"Check that every instance of the evergreen"이 들어 있는 줄에서 시작해 항목의 마지막 줄에서 끝나는 구간만, 양 끝 줄을 포함하여 요청문까지 모두 다시 적으세요. 요청문과 그 안의 형식 예시는 그대로 두고, 답에 있는 좌표의 숫자만 모두 0.7을 곱한 뒤 정수로 반올림하되 0.5는 올려 주세요.
══════════════════════════════
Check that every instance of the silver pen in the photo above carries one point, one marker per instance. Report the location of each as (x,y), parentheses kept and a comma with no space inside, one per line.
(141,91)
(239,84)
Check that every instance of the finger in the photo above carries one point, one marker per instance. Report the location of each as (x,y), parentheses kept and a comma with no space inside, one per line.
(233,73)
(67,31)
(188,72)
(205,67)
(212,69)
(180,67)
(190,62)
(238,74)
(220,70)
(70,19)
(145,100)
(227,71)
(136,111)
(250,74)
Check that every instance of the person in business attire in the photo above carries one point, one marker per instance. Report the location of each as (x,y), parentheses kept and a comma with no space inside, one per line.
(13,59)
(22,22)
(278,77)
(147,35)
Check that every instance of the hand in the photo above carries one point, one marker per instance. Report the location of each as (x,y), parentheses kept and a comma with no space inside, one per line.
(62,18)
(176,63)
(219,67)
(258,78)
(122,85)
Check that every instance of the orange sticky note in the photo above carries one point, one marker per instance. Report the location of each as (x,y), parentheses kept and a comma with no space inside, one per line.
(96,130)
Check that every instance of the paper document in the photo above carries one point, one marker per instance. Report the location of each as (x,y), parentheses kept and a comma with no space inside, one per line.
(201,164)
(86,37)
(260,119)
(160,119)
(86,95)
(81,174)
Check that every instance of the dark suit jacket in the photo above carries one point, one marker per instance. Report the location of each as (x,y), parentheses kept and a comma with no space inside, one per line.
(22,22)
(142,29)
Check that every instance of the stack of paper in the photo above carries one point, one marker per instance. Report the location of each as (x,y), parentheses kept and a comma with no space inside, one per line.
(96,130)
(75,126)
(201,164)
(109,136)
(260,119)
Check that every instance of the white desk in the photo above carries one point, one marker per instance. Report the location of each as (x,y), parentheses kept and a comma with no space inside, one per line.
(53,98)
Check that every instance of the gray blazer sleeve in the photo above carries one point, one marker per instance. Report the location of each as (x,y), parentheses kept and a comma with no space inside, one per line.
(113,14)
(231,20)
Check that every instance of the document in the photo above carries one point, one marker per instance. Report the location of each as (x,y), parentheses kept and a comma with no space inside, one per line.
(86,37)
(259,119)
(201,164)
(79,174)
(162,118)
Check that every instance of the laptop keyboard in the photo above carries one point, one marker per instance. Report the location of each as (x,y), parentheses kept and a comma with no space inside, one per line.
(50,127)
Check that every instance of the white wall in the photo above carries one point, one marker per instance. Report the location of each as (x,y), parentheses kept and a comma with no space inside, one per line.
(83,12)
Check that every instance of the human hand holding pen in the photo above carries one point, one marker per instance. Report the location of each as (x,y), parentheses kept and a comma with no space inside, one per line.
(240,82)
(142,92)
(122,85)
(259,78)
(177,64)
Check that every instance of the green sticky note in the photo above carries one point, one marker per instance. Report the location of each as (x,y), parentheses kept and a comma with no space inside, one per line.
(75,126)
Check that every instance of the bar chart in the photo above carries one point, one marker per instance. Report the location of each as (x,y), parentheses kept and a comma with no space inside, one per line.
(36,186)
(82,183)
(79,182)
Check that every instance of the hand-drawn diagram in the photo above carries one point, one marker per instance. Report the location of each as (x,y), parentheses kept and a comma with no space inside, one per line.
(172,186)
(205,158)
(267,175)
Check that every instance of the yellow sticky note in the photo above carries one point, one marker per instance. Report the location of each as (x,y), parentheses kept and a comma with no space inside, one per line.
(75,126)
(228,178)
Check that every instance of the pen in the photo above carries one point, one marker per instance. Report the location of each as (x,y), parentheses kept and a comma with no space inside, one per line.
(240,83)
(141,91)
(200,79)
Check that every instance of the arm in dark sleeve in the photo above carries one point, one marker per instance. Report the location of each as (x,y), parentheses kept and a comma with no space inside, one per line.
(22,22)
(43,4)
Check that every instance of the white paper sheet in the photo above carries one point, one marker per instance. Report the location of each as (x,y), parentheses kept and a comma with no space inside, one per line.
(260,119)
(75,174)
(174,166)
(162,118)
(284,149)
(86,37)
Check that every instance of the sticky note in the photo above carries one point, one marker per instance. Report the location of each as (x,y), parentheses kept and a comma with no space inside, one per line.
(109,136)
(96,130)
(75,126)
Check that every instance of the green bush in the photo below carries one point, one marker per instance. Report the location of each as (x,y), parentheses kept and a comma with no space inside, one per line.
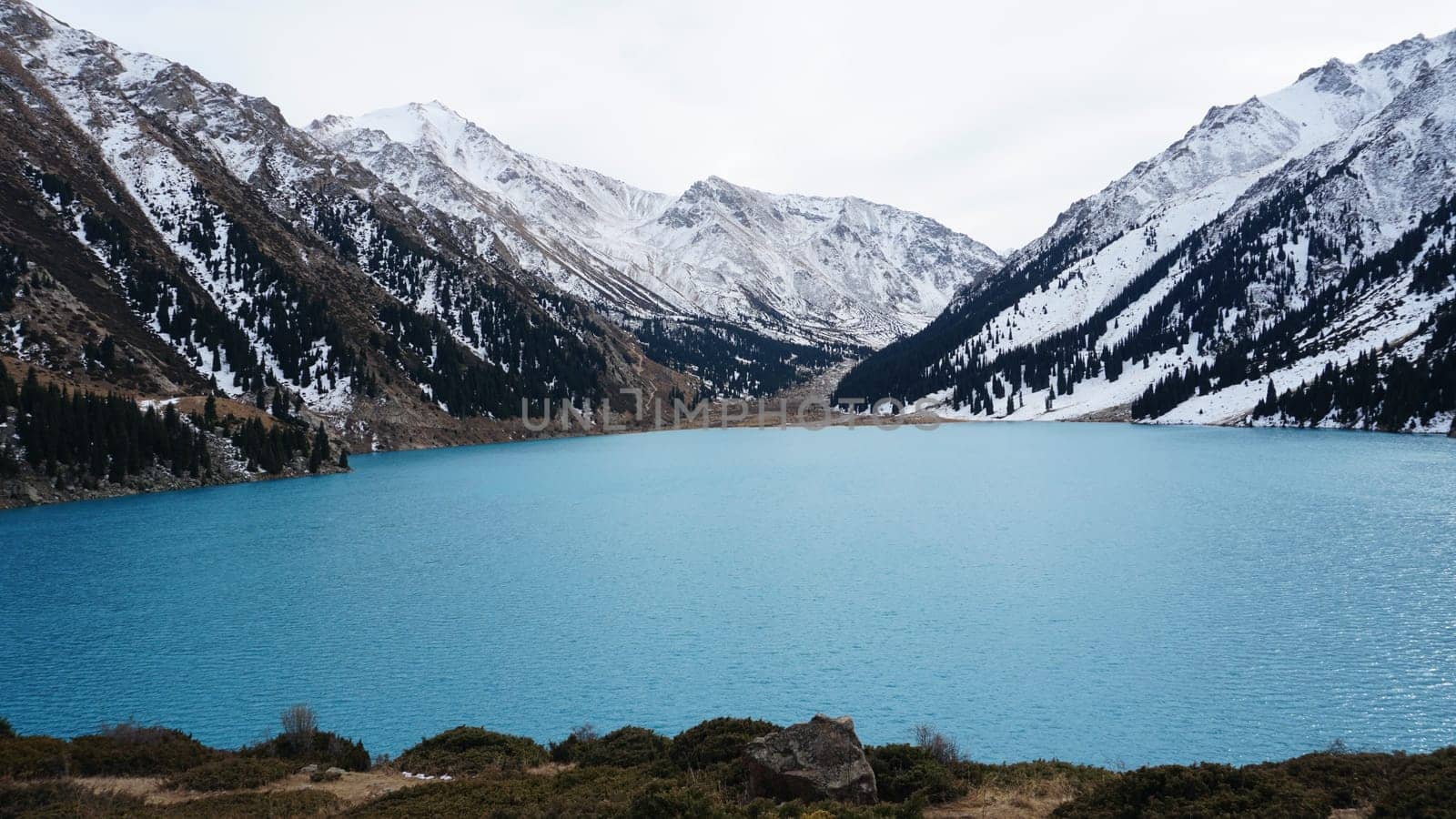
(232,773)
(717,742)
(468,751)
(274,804)
(33,756)
(907,771)
(136,751)
(622,748)
(672,800)
(1350,780)
(1426,789)
(319,748)
(1198,792)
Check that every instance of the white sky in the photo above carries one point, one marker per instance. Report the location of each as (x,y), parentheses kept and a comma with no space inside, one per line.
(990,120)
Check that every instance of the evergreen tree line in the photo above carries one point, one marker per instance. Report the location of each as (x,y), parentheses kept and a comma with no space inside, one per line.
(1232,300)
(1382,390)
(92,435)
(733,361)
(475,317)
(919,365)
(1424,251)
(278,312)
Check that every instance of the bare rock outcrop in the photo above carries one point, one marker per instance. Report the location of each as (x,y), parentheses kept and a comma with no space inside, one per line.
(812,761)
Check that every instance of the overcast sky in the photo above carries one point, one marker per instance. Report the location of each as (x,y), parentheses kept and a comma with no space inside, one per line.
(990,120)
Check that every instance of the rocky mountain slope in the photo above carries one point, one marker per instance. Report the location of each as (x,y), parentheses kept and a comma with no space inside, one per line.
(1286,261)
(213,248)
(798,268)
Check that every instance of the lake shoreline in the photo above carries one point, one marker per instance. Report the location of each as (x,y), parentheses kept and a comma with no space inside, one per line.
(517,431)
(138,770)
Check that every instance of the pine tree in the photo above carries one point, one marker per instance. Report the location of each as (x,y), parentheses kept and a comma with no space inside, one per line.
(320,450)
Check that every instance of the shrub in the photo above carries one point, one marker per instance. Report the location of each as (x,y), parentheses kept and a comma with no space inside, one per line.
(1426,789)
(717,742)
(232,773)
(33,756)
(565,751)
(128,749)
(622,748)
(468,751)
(1350,780)
(277,804)
(943,748)
(1198,792)
(298,726)
(325,749)
(669,800)
(907,771)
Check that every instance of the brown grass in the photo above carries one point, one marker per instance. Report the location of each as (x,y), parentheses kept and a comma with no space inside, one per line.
(353,789)
(1028,800)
══════════════════════════════
아래 풀이:
Check that every instance of the evergreen tree line in the photo above carries one point, one marker per instance. Report the location of each as (x,y), parentheses kept and a comma with no space inside, one per line.
(862,210)
(967,273)
(64,305)
(513,253)
(333,222)
(643,256)
(997,176)
(195,218)
Check that every instance of the bare rock outcrop in the photo above carries one point, one marker per instance. Report the location of each as (x,y), parentheses kept and a comma with no space inside, one per line.
(568,533)
Check that every instance of the overcast sky in the photo above carries one point, one marker per instance. Report the location of each as (x,y), parentheses kept and a comma with no space inside, one per line.
(693,84)
Check that every instance of the rocky mountain slope in the photo above carries one point, one marker per instance. Report the location of each as (x,y), parentheses kept and a comma with no space inside, one per line.
(900,183)
(149,174)
(559,188)
Check that every instance of the lake shoreline in the photo above carries one point, one marker per instance. Report the location of each as (x,y), parentheses kept and a comma with no space inside, one per line.
(362,302)
(97,539)
Check that every instance of the pine tree in the photo above carries one point, one marker per instance. Report the location of each as (x,y), parentheses kept and a comma with no space inside, one per line.
(224,315)
Check that every instance of the shrub in the photo above carries one point, one marker per instance. Report the location of each as (x,y), parentheses kept and a comma with no space inside, one per line.
(998,552)
(502,519)
(162,541)
(23,529)
(396,526)
(90,524)
(435,524)
(328,526)
(945,546)
(194,563)
(660,524)
(839,554)
(209,508)
(228,524)
(468,560)
(635,540)
Check that every instance of the brown grass in the photo above carries one point, one marker per instance. Report the location of each as (x,y), parentheses kept and a comma with no space inside, one per line.
(247,552)
(720,560)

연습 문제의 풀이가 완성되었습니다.